● Problem
Duplicate the lines below without any change.

[Data listing]
** Begin **
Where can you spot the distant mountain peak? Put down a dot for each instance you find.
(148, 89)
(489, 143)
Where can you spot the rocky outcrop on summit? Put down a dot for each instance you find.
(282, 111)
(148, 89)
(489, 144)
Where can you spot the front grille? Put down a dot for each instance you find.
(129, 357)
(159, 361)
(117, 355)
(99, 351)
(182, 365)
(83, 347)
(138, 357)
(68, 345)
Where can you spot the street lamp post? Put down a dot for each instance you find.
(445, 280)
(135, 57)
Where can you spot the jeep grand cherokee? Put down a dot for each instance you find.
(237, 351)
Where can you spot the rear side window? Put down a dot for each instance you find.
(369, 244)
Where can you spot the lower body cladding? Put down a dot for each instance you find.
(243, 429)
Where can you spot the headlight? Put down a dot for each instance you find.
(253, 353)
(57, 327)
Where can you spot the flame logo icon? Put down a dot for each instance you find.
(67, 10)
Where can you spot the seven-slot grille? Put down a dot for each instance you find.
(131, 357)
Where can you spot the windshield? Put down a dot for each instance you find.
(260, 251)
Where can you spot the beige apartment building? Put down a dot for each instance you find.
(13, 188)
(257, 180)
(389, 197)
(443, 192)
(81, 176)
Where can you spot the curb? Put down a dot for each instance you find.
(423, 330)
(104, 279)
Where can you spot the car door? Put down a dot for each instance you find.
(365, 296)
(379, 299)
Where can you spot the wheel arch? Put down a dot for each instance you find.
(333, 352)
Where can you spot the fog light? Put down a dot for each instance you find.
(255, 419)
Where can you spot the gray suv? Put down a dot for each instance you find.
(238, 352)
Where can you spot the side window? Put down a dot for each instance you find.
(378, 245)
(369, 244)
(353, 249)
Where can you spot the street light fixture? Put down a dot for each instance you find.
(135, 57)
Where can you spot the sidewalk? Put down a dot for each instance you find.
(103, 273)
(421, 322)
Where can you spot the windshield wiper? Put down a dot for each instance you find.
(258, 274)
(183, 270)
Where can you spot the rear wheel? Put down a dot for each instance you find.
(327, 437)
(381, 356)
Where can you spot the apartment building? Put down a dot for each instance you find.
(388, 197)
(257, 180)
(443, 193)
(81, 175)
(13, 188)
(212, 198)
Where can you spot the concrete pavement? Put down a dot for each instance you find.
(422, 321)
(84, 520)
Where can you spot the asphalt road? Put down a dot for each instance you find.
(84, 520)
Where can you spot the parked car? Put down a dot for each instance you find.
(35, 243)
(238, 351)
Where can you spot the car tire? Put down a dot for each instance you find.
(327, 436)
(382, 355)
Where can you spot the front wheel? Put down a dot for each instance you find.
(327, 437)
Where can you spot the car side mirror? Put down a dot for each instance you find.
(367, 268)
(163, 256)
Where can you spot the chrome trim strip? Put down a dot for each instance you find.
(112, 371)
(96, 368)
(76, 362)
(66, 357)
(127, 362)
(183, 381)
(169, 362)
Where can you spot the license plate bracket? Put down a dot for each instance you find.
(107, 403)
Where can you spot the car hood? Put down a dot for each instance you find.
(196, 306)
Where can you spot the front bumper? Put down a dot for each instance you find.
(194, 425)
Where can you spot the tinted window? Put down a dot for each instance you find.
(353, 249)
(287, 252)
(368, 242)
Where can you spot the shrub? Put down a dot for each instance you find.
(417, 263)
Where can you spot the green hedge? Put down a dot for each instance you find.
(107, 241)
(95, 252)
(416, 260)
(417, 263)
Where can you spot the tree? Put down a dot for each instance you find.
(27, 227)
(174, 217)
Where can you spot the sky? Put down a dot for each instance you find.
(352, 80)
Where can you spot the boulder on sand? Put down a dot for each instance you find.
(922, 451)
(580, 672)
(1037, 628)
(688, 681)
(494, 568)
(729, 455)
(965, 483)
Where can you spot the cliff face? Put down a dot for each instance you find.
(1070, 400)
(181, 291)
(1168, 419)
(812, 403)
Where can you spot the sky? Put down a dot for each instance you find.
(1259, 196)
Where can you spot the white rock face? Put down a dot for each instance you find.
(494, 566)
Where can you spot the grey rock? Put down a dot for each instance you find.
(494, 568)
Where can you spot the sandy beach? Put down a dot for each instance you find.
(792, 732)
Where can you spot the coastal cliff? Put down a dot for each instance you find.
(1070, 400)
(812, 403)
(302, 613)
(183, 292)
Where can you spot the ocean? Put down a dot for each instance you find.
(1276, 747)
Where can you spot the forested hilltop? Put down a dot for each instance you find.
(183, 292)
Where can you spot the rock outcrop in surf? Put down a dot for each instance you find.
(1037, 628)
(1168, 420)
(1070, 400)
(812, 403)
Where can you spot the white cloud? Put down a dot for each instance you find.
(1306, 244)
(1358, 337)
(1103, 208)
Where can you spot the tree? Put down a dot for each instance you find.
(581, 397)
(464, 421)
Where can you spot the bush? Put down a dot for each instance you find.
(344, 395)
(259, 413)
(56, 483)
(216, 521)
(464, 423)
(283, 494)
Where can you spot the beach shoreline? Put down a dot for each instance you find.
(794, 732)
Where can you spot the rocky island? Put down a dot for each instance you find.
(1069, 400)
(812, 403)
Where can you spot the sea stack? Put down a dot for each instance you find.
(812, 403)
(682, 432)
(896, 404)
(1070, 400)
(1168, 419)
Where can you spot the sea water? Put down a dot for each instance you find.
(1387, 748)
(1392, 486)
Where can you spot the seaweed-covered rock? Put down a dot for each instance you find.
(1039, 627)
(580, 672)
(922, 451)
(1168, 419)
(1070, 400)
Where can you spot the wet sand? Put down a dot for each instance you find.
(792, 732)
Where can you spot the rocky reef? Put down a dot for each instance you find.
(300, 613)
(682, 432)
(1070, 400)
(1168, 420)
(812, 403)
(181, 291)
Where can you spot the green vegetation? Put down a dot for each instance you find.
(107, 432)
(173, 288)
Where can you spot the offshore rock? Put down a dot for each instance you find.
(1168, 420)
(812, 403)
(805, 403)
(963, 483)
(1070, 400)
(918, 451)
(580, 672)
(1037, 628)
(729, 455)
** End **
● Worked answer
Where can you spot the distant mountain peak? Put down a dot for each instance you find.
(148, 89)
(489, 143)
Where can you spot the rocky outcrop on summit? Put down a dot for each instance you find.
(282, 111)
(148, 89)
(489, 144)
Where can you spot the front grille? Put down a dot for each instance you find.
(129, 357)
(159, 361)
(117, 355)
(99, 351)
(182, 365)
(83, 347)
(138, 357)
(68, 345)
Where can you spot the street lamp post? Put down a dot for each instance you find.
(445, 280)
(135, 57)
Where can you spot the jeep grand cherokee? Put down a dot for each instance you find.
(237, 351)
Where can you spot the rear side window? Put down a dot for each instance you find.
(369, 244)
Where can you spot the lower body cladding? Put down a dot for each instance you find.
(243, 429)
Where can you spot the headlight? Put down a dot for each instance you find.
(253, 353)
(57, 327)
Where can you spot the flame logo icon? Put down a dot for each instance you find.
(67, 10)
Where can you spot the seven-slot grille? Put down a dot for each instance you find.
(131, 357)
Where can you spot the windshield? Put down a dot for each instance you find.
(260, 251)
Where can you spot the beige apartment building? Put down a dot for each instance you find.
(13, 188)
(257, 180)
(389, 197)
(443, 192)
(81, 176)
Where can you spot the curb? Put down a dot for each instance you find.
(423, 330)
(104, 279)
Where can you spot the car door? Put down a dot for each instance you find.
(365, 296)
(379, 299)
Where can you spot the wheel arch? Put down a dot for each instance you find.
(333, 352)
Where can you spot the fog light? Put down a dot for each instance you find.
(255, 419)
Where can you spot the gray suv? Put down a dot for each instance you find.
(238, 352)
Where can you spot the side window? Put down a dot for each instance you find.
(378, 245)
(369, 244)
(353, 249)
Where can you spot the street light fixture? Put down a dot for each instance you find.
(135, 57)
Where can you spot the sidewalk? Put down a dot for each instance you find.
(103, 273)
(421, 322)
Where can you spot the windshield wiper? Put down a dot for each instance you find.
(258, 274)
(183, 270)
Where can you spot the rear wheel? Put down a dot for each instance you find.
(327, 437)
(381, 356)
Where can you spot the apartment building? Put down a dot for each instance you find.
(388, 197)
(257, 180)
(443, 193)
(81, 175)
(13, 188)
(212, 198)
Where can you spot the concrete pavement? Put down a dot for each instance you find.
(422, 321)
(84, 520)
Where can you spot the asphalt road? Put down a dot for each instance you find.
(84, 520)
Where can you spot the parked car? Put down a dot for each instance you find.
(35, 243)
(238, 351)
Where can you spot the car tire? Put down a dot for each instance you find.
(327, 436)
(382, 355)
Where can you spot the front wheel? Put down a dot for each instance you find.
(327, 437)
Where can you spot the car side mirror? Put down a dot for each instance you find.
(367, 268)
(163, 256)
Where can you spot the chrome trim strip? Put down a dot for each instance you find.
(112, 371)
(96, 368)
(76, 362)
(66, 357)
(127, 362)
(183, 381)
(169, 362)
Where can you spot the license plate bracket? Put down a dot for each instance you find.
(107, 403)
Where can you spot the car hood? Put down a dot for each instance you find.
(196, 306)
Where can you spot the front bumper? Put down a dot for each instance you find.
(194, 425)
Where can you spot the tinted window? Put down a dot for each instance you find.
(353, 249)
(287, 252)
(368, 242)
Where can you spot the shrub? Put down a dot for each instance you find.
(417, 263)
Where can you spot the green hedge? Put down a dot for each instance you find.
(107, 241)
(95, 252)
(416, 260)
(417, 263)
Where can you spot the tree? Put down a dot for each instance you find.
(27, 227)
(174, 217)
Where can you spot the sky? Put down a dot for each instance you find.
(352, 80)
Where can you spot the boulder on sand? Put down a dot for each instance you find.
(922, 451)
(580, 672)
(1037, 628)
(688, 681)
(494, 568)
(729, 455)
(965, 483)
Where can you spot the cliff face? Put down a dot for each instance you find.
(1070, 400)
(181, 291)
(1168, 419)
(812, 403)
Where can you spot the sky? Put down a dot for each instance you find.
(1259, 196)
Where can you spot the white rock face? Put down a dot for each instance you find.
(494, 566)
Where can you spot the grey rock? Put down a dot for each instance you find.
(494, 568)
Where can you spot the sandy beach? Put down a dot for each instance you find.
(792, 732)
Where can you spot the coastal cliff? Put down a dot for each instance you find.
(1070, 400)
(812, 403)
(302, 613)
(183, 292)
Where can you spot the ocean? Put down a dot for each instance you find.
(1276, 747)
Where can you spot the forested hilltop? Put down a dot for each instance you find.
(183, 292)
Where can you spot the rock outcrop in surf? Put down a dot for each instance you find.
(1037, 628)
(1168, 420)
(1070, 400)
(812, 403)
Where can you spot the white cloud? Put down a dot for each instance you find.
(1306, 244)
(1358, 337)
(1103, 208)
Where can you spot the tree? Put down a dot for each instance you find.
(581, 397)
(464, 421)
Where can you spot the bush? Put down a dot for each instance you find.
(344, 395)
(259, 413)
(56, 483)
(216, 521)
(464, 423)
(283, 494)
Where can you spot the beach shoreline? Put down a dot for each instance you find.
(794, 732)
Where can you spot the rocky island? Put down a dot for each instance you find.
(1069, 400)
(812, 403)
Where can you spot the sea stack? Put down a dot for each instance you find.
(812, 403)
(682, 432)
(896, 404)
(1070, 400)
(1168, 419)
Where can you spot the sea water? Put down a dot for each instance you find.
(1387, 748)
(1392, 486)
Where can you spot the seaweed-covered rock? Put down a dot for each instance you find.
(1039, 627)
(580, 672)
(922, 451)
(1168, 419)
(1070, 400)
Where can you spot the wet sand? Put down a dot for each instance you find.
(792, 732)
Where can you spot the rocky reef? Put down a dot for each instance you find.
(300, 613)
(682, 432)
(1070, 400)
(1168, 420)
(812, 403)
(181, 291)
Where can you spot the green vegetation? Put down a dot for each instance you find.
(107, 432)
(173, 288)
Where can you spot the offshore rock? Put down a dot for each instance you find.
(1168, 420)
(812, 403)
(805, 403)
(963, 483)
(1070, 400)
(918, 451)
(580, 672)
(1037, 628)
(729, 455)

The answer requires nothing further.